### Data shown ###

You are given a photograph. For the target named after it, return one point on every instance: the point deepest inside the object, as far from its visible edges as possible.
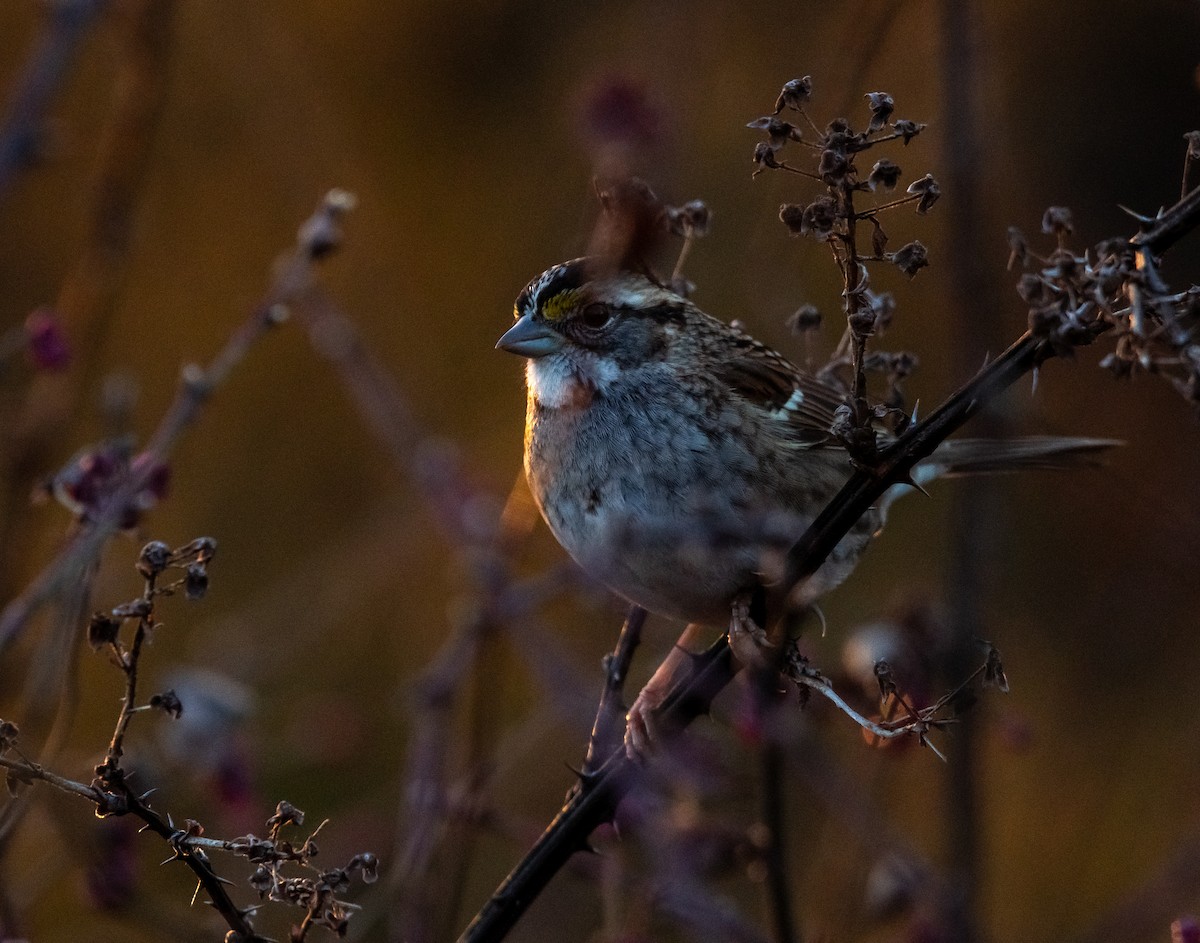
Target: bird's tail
(994, 456)
(990, 456)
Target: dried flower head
(795, 94)
(882, 106)
(885, 174)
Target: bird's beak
(529, 338)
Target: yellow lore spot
(557, 307)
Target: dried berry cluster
(634, 221)
(833, 217)
(1114, 287)
(316, 894)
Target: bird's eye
(595, 316)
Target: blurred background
(181, 148)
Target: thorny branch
(1057, 326)
(66, 24)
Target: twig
(47, 68)
(775, 853)
(187, 848)
(595, 800)
(610, 722)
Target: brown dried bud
(881, 106)
(885, 678)
(929, 191)
(795, 94)
(779, 131)
(820, 218)
(862, 320)
(690, 220)
(765, 156)
(196, 581)
(168, 702)
(367, 864)
(792, 216)
(805, 318)
(833, 167)
(1018, 246)
(102, 630)
(994, 672)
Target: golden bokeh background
(461, 128)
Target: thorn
(585, 776)
(820, 614)
(1137, 215)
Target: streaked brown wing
(774, 384)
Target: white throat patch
(557, 380)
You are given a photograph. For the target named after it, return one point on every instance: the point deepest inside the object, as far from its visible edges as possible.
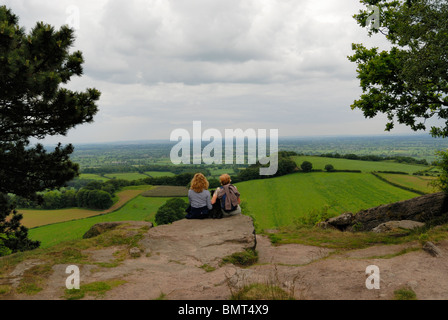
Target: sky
(260, 64)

###

What to work on
After removing the pictures, repeat the remaining records exactly.

Written solution
You are given a photograph. For the target named after it, return one point on every instance: the point deepest inside the object, as far from its visible edges as possible.
Target: bird's tail
(994, 456)
(990, 456)
Target: dried flower head
(795, 94)
(882, 106)
(885, 174)
Target: bird's beak
(529, 338)
Target: yellow lore spot
(557, 307)
Target: dried berry cluster
(634, 221)
(833, 217)
(1114, 287)
(316, 894)
Target: bird's eye
(595, 316)
Target: blurred background
(181, 148)
Target: thorny branch
(1057, 326)
(66, 24)
Target: twig
(47, 68)
(775, 853)
(187, 848)
(595, 800)
(610, 722)
Target: brown dried bud
(881, 106)
(885, 678)
(929, 191)
(795, 94)
(779, 131)
(820, 218)
(862, 320)
(690, 220)
(765, 156)
(196, 581)
(168, 702)
(367, 864)
(792, 216)
(805, 318)
(833, 167)
(1018, 246)
(102, 630)
(994, 672)
Target: golden bokeh background
(461, 128)
Target: thorn
(585, 776)
(820, 614)
(1137, 215)
Target: streaked brown wing
(774, 384)
Target: white throat patch
(557, 380)
You are given a photograph. For the target named after it, return one point on every instance: the point deepest inside the object, as far from its visible edges as possible.
Target: sky
(260, 64)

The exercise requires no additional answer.